TEXT EXCERPT:
• • • • •

Riverdale Season 1 Episode 2 – TV Review
It’s comforting to see Riverdale is consistent in exploiting Archie’s sexiness.
Because it sure as hell isn’t consistent in establishing Betty and Veronica’s relationship.
TL;DR Betty and Veronica go back and forth several times between being friends and frenemies; they settle on friends; Cheryl struggles to push down her grief over Jason’s death; and is arrested; Jughead and Archie renew their bond; Archie decides to come clean about his affair with Sexy Teacher.
Aria and Ezra they ain’t.
So we’ll get the Betty and Veronica stuff out of the way first, because it is so exhausting. So after the Seven Minutes in Heaven-related disaster between them last episode, they tentatively decide to bury the hatchet and be friends. But then Betty wacks out and blames Veronica for blowing up her imagined relationship bubble with Archie (which, like, Veronica did do) and hangs out with Cheryl to spite her. But then that goes south, and Betty witnesses Veronica being kind to Cheryl later on, and they decide to be best girl friends and not let a boy come between them. Except Archie, obviously. Betty’s attempt at friendship with Cheryl goes badly because Cheryl is a little too aggressive in her interrogations about Jason’s death (she assumes Polly, or Polly’s family, were involved), and Betty, too, is weirdly aggressive in her denial. Cheryl later breaks down when the realisation that Jason is dead hits her (after a smokin’ cheer performance, backed up by Josie and the Pussycats), and Veronica lends her a sympathetic shoulder. Meanwhile, Jughead discovers Archie and Sexy Teacher’s affair, and urges his former friend to tell the truth about hearing the gunshot. Archie does some soul searching, and despite Sexy Teacher’s best cock-teasing efforts, he chooses to fess up. But a sudden arrest of Cheryl, following new evidence that Jason died a week after the 4 July boating accident, interrupts him. Archie and Jughead patch things up, though. Elsewhere, Veronica’s mum, Hermione, takes on a menial waitress job; Betty’s parents are apparently journalists and her mum continues to be a raging bastard; and Kevin dumps Moose.
Kevin is also the sheriff’s son, and Josie is the mayor’s daughter. Riverdale is a small town.
I gave last week a pass because it was a pilot, and I’m going to extend this episode the same courtesy. Because the first episode after a pilot can be just as hard (unless you’re Gossip Girl, because The Wild Brunch is divine).
But this episode is brimming with inconsistency. And you can’t have a mystery show that’s inconsistent. Because then the audience won’t be able to make reasonable deductions on the answers to the mystery, which drains it of all its power.
You know. Like Scream Queens.
Why I hate this episode:
Yes, the inconsistency is frustrating. But just to be clear, Riverdale is nowhere near the stink pile that was Scream Queens.
The worst example of Riverdale’s wishy-washiness is the back-and-forth between Betty and Veronica. And I don’t trust that they’ve put it to bed. Because the very next moment after they make their resolution, Archie appears and the show clearly is implying he will come between them. Are Betty and Veronica friends in the comics? How?

• • • • •

RECORDED INFORMATION:
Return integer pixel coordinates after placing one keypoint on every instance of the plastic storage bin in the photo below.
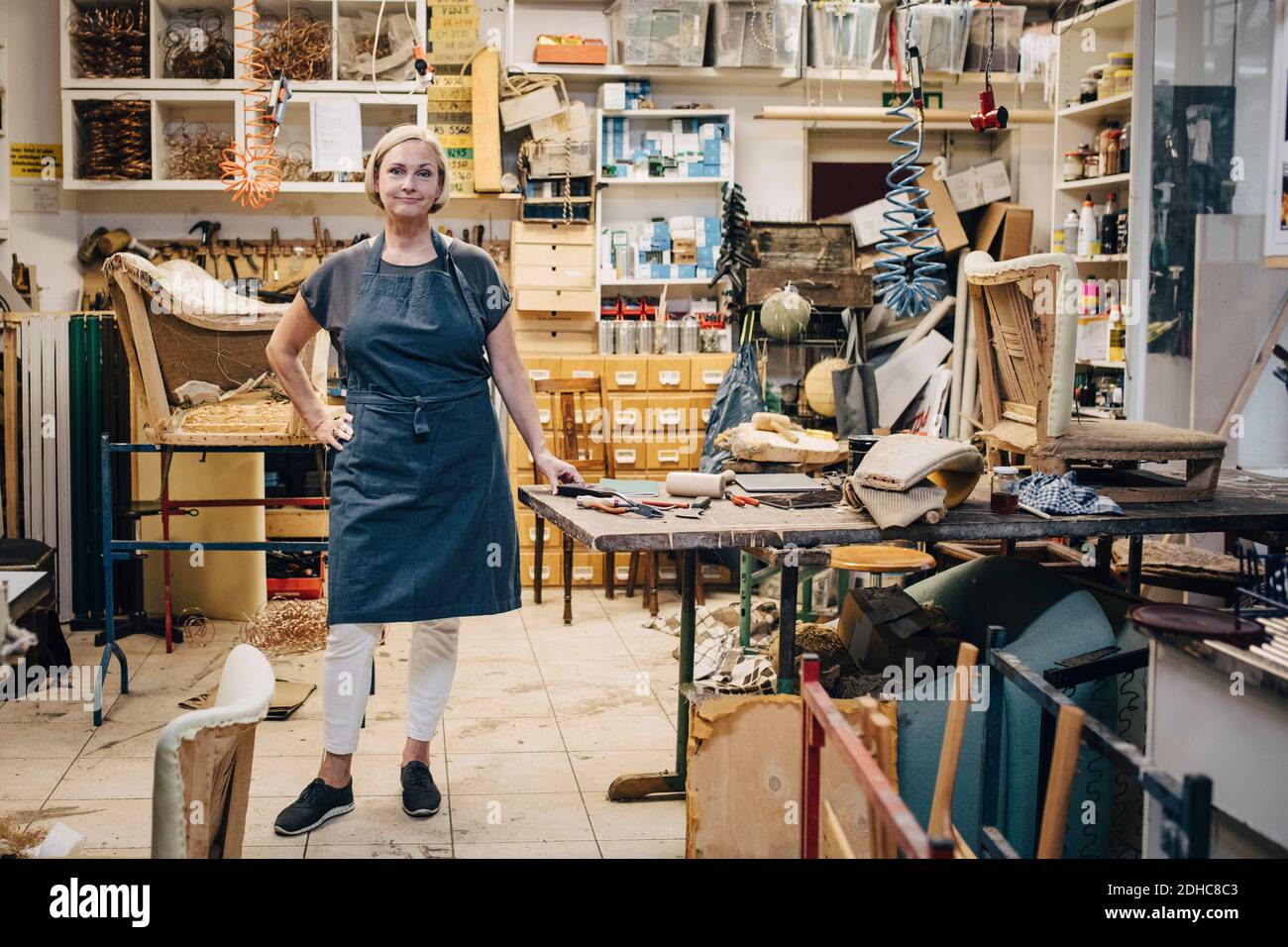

• • • • •

PROBLEM SET:
**1)** Reproduce the passage of the Riverdale review that begins at the words "But this episode" and stops after "the comics? How?".
**2)** Carry on writing the Riverdale episode review from the point where it stops.

RESPONSES TO THE TASKS:
**1)**
But this episode is brimming with inconsistency. And you can’t have a mystery show that’s inconsistent. Because then the audience won’t be able to make reasonable deductions on the answers to the mystery, which drains it of all its power.
You know. Like Scream Queens.
Why I hate this episode:
Yes, the inconsistency is frustrating. But just to be clear, Riverdale is nowhere near the stink pile that was Scream Queens.
The worst example of Riverdale’s wishy-washiness is the back-and-forth between Betty and Veronica. And I don’t trust that they’ve put it to bed. Because the very next moment after they make their resolution, Archie appears and the show clearly is implying he will come between them. Are Betty and Veronica friends in the comics? How?

**2)**
Kevin is also a bizarrely specific example of Riverdale’s flip-flopping. He shuts Moose out for one and/or two reasons: 1) Moose is closeted/actually could be straight; and 2) Moose having a girlfriend, and Kevin, I suppose, not wanting to be a homewrecker. But just last episode, Kevin literally said “I love your closet case.” And he would have known about Moose’s girlfriend, too. What the fuck?
Betty starts the episode by ignoring Archie’s twat-teasing attempts to talk to her when he’s stressing out at night, but the very next morning she decides to bury the friend zone hatchet. Stick to your guns, girl. This is weak.
The reveal that Jughead and Archie’s falling out was only over the summer, and only because Archie wanted to conceal his affair with Sexy Teacher, also rang untrue. The way it was alluded to in the pilot it sounded like it was nowhere near that fresh. Was that a retcon?
Mama Betty continues to be full tilt psychopath. Betty asks her if she can see Polly, and Mama B doesn’t even bother to answer her. It’s weird how they talk to each other, right? And the fact that she’s a reporter, despite her lack of tact or humanity, is also baffling.
Jughead’s narration is super edgelord-y, and I’m not sure if it’s just bad writing, or if it’s being done on purpose to make fun of Jughead.
Oh, and we don’t see anything more to do with Hermione’s mystery money bag. It evidently wasn’t enough money to prevent her from becoming a diner waitress. It’s odd.
But it’s not all bad:
I still like how grounded Hermione, and the other adults (sans Mama B), seems. Maybe she doesn’t want to use the tainted money, and that’s why she took the job?
The episode’s greatest asset is the swift resolution to Archie’s dilemma with Sexy Teacher. Whereas Pretty Little Liars dragged that one on for ages and ages, Archie is ready to come clean after just the second episode. Because it’s the right thing to do to help with a murder investigation. Aria could have learned so much from him.
Jughead makes his increased screentime count, and accurately sees through Sexy Teacher’s ploy to keep Archie quiet by pretending to love him. He got you, bitch. And Archie’s defence of Jughead from the jocks later was predictable, but welcome.
Archie ensures several shirtless scenes. I have no complaints about that.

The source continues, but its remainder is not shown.